Reproduce the following records line for line, with no changes.

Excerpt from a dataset

---*---

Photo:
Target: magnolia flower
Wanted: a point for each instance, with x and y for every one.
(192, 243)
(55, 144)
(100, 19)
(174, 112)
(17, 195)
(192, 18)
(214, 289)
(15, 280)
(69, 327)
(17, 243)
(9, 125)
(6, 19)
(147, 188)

---*---

SOLUTION FOR THIS PROBLEM
Photo:
Target: magnolia flower
Wanted: a point for each instance, with x and y for every one.
(192, 243)
(55, 144)
(100, 19)
(174, 112)
(17, 195)
(192, 18)
(214, 289)
(15, 280)
(69, 327)
(17, 243)
(9, 125)
(6, 19)
(147, 188)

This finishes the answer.